[[ Reading text, beginning ]]
A heart bypass helps to make sure blood flow isn't affected by blockages inside the coronary arteries. It re-routes the blood supply, to avoid any narrowed sections.
What happens in a heart bypass operation?
Heart bypass surgery involves grafting blood vessels around a damaged area of the heart. Usually, this is usually done by taking a vein from the leg or an artery from the arm. It’s quite common to do two, three or four grafts in one operation, and these are known as double, triple or quadruple bypasses respectively.
To access the heart, surgeons cut down through the breastbone, leaving a long scar down the centre of the chest (hence the term ‘member of the zipper club’), but the breastbone doesn't always need to be cut. If it can be avoided, it will be: it’s known as minimally-invasive surgery.
During the operation, a heart-lung bypass machine will circulate blood around the body. In an alternative method, called ‘beating heart surgery’, a surgeon operates without this machine – but in both cases, the graft is then carried out, leaving small scars where the veins and arteries were taken from.
[[ Reading text, end ]]
[[ Source data, beginning ]]
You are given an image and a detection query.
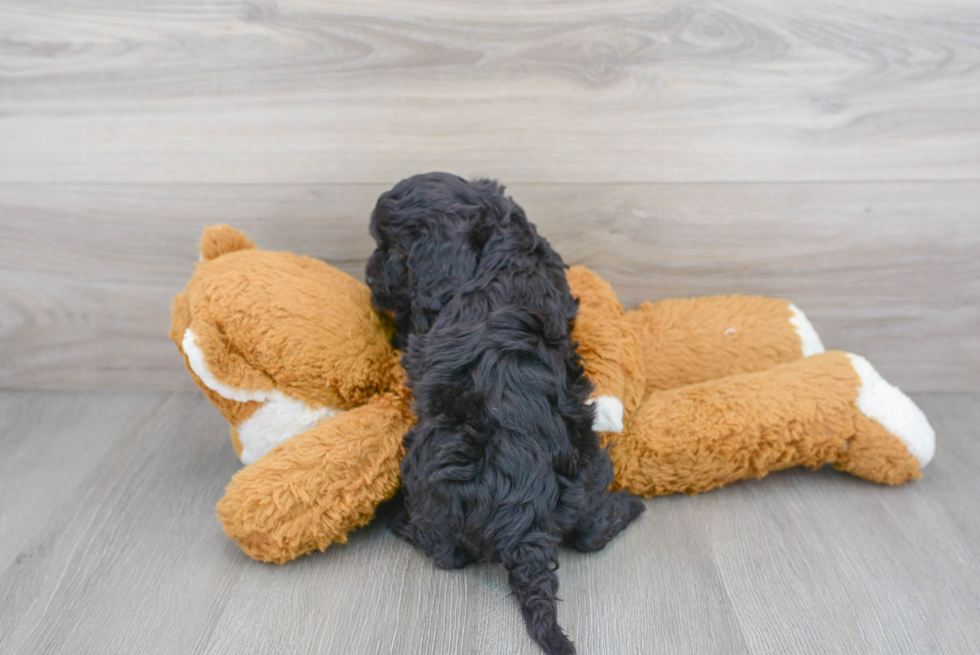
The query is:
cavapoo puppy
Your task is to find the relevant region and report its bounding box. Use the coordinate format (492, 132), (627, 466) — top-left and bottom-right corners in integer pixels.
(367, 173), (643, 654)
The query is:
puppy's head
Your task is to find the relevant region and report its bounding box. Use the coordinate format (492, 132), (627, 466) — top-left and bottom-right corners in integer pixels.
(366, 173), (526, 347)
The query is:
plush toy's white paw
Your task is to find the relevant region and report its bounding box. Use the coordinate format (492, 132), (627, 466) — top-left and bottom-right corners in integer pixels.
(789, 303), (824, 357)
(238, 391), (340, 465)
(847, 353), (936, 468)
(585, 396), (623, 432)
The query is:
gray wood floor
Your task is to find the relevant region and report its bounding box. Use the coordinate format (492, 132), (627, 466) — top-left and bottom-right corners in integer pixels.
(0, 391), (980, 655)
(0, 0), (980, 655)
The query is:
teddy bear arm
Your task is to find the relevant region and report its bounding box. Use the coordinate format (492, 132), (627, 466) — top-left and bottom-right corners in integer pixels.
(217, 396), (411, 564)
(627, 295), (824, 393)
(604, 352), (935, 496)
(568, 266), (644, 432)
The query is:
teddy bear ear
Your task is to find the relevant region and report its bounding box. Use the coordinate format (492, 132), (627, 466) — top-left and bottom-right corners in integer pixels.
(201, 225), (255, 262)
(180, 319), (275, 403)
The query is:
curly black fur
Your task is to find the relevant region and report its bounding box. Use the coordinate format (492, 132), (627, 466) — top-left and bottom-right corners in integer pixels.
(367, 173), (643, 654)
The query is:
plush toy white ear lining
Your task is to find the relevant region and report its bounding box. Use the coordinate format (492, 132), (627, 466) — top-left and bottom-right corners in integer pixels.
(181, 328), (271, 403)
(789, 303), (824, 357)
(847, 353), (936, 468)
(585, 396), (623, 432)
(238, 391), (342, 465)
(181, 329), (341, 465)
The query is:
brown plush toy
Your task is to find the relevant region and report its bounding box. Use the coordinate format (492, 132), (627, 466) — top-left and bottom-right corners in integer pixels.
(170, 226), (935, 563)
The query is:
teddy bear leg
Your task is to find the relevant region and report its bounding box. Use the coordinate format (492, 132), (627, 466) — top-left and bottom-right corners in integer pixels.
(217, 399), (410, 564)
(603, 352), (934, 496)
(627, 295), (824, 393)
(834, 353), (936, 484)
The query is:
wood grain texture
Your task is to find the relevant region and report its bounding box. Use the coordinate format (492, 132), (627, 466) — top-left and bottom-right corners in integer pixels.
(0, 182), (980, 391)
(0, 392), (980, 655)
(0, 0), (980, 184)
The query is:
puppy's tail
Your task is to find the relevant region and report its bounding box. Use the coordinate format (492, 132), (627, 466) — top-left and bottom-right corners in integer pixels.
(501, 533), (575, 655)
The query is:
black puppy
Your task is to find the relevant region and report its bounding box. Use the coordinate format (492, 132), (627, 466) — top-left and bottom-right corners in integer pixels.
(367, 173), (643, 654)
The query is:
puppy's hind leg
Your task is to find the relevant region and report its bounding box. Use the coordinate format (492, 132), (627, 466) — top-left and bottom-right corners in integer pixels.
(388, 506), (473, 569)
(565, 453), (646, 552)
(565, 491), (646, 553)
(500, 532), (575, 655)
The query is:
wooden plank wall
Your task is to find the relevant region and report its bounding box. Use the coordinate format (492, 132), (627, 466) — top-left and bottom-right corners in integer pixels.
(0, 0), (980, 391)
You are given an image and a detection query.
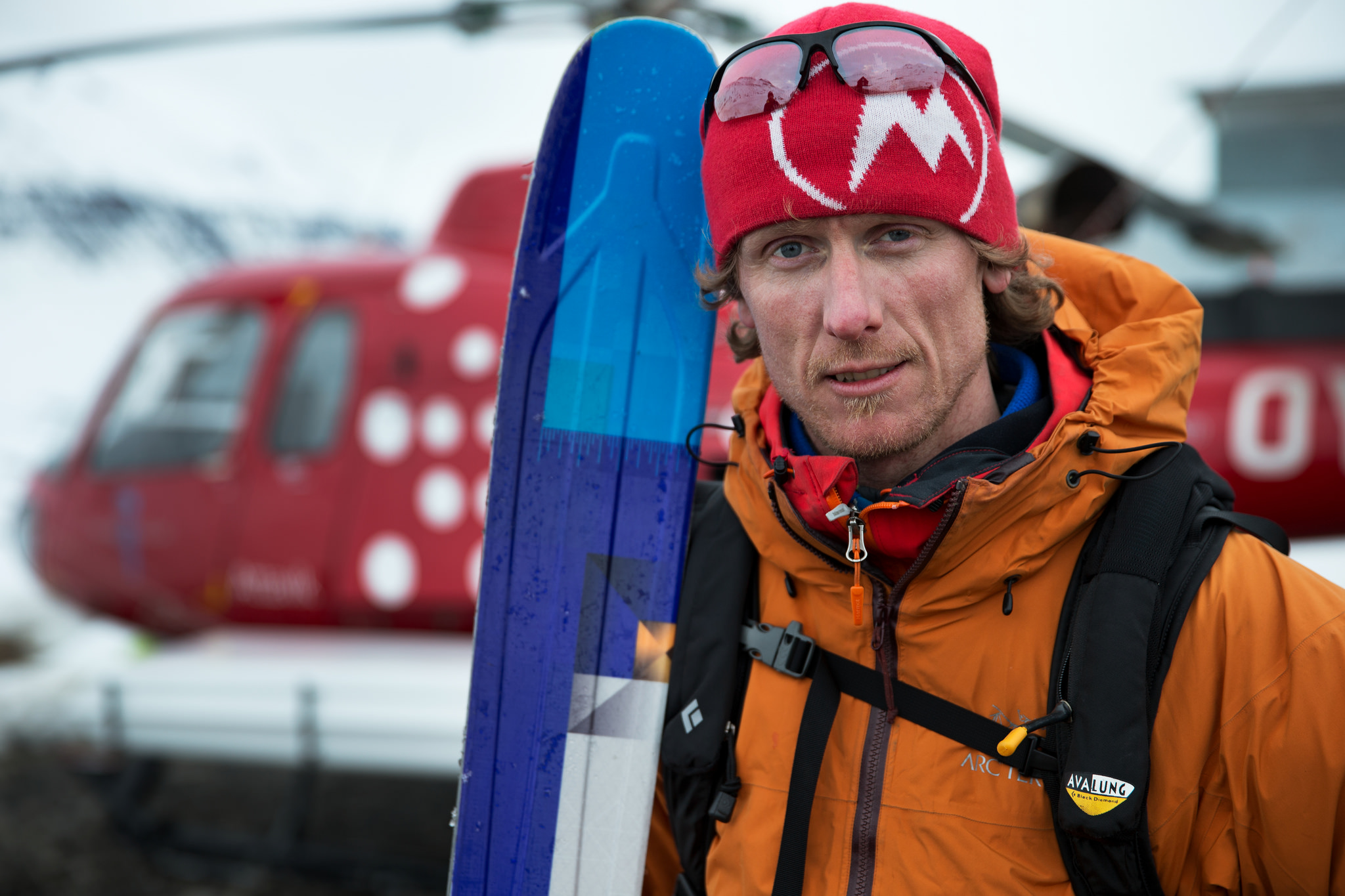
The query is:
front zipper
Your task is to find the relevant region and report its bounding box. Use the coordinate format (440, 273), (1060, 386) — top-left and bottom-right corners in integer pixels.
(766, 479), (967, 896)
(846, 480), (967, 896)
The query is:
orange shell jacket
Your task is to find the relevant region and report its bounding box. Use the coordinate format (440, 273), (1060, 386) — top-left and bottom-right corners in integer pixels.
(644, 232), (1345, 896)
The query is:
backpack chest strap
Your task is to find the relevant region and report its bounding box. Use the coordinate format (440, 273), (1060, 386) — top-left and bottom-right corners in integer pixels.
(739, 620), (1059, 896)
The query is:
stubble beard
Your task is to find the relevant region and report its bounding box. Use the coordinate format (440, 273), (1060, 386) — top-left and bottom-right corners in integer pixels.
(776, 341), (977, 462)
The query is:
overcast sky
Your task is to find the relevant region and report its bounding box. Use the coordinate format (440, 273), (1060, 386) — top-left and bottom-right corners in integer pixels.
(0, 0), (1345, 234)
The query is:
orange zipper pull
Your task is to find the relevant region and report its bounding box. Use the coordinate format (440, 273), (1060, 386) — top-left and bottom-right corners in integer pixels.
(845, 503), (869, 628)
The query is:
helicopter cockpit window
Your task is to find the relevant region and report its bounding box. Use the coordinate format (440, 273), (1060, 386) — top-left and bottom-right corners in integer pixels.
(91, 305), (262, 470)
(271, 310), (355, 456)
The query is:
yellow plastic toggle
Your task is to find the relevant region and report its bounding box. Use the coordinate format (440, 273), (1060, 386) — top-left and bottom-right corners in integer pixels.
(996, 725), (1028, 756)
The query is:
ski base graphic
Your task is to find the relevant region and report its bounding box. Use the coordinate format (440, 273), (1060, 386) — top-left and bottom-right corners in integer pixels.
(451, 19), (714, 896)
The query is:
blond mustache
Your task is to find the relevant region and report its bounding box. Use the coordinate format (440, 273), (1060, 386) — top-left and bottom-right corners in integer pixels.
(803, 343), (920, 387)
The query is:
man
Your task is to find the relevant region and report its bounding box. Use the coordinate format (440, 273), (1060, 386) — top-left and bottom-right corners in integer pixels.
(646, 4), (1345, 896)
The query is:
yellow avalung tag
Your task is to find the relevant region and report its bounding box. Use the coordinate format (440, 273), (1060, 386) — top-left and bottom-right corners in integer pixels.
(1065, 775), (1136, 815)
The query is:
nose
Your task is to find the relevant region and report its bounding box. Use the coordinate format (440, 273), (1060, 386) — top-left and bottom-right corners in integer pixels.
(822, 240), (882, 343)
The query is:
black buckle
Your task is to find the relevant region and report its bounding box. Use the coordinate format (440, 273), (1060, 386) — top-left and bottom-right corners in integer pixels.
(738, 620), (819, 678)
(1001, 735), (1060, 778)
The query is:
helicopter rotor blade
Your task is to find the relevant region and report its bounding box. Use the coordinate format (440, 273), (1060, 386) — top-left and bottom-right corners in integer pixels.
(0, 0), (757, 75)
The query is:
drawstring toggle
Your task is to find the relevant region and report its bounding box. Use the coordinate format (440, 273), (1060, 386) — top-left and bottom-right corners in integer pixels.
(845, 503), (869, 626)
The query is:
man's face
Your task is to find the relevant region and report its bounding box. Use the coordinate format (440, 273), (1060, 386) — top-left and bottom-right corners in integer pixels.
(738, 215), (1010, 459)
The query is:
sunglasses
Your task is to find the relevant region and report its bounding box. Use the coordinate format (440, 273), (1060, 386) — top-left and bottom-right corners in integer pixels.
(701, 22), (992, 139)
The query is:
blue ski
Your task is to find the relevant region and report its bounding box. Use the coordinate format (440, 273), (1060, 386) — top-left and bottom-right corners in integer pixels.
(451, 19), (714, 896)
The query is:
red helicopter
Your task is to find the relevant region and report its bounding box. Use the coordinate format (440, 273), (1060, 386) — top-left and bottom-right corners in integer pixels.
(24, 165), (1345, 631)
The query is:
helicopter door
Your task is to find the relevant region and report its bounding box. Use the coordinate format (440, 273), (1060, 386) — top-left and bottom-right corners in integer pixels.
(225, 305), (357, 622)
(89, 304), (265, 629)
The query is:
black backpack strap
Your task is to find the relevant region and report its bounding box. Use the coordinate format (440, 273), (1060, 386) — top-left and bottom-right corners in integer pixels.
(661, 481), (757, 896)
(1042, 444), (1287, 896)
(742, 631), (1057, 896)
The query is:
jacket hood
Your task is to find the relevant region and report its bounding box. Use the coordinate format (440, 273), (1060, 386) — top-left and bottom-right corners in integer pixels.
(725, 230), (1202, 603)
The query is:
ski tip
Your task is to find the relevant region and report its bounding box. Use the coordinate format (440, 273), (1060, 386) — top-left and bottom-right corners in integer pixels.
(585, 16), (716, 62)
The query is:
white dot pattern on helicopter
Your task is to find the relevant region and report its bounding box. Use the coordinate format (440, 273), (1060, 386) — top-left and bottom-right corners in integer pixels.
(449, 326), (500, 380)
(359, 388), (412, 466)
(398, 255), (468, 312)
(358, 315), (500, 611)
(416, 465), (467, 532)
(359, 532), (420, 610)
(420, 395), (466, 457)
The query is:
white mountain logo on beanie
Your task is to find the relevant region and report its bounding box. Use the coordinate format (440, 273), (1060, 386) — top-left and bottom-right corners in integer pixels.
[[ Source data, end ]]
## [Assigned task A]
Answer these questions from the heart bypass text:
(i) What is the name for an operation with four grafts?
(ii) What is surgery called when cutting the breastbone is avoided?
(iii) What is the method in which the surgeon operates without the heart-lung bypass machine called?
## [Assigned task B]
Write the paragraph that would follow the final sentence of the heart bypass text.
The rows that come after the heart bypass text are separate material.

## [Answer A]
(i) A quadruple bypass.
(ii) Minimally-invasive surgery.
(iii) Beating heart surgery.

## [Answer B]
What are the risks of a heart bypass?
Around 20,000 of these procedures are completed every year: they’re not an easy operation, but they’re relatively common now. There are risks, and there’s always a possibility of negative side-effects. Some complications that could occur include:
- Memory problems
- Heart attack
- Irregular heartbeat
These vary depending on age, and medical staff will always explain what the risks are in detail before going ahead with an operation. If you’re worried about going ahead, do talk to a surgical team and ask them to explain the risks as well as the benefits in detail – they’ll have your medical history to hand, and be able to explain more about your individual situation.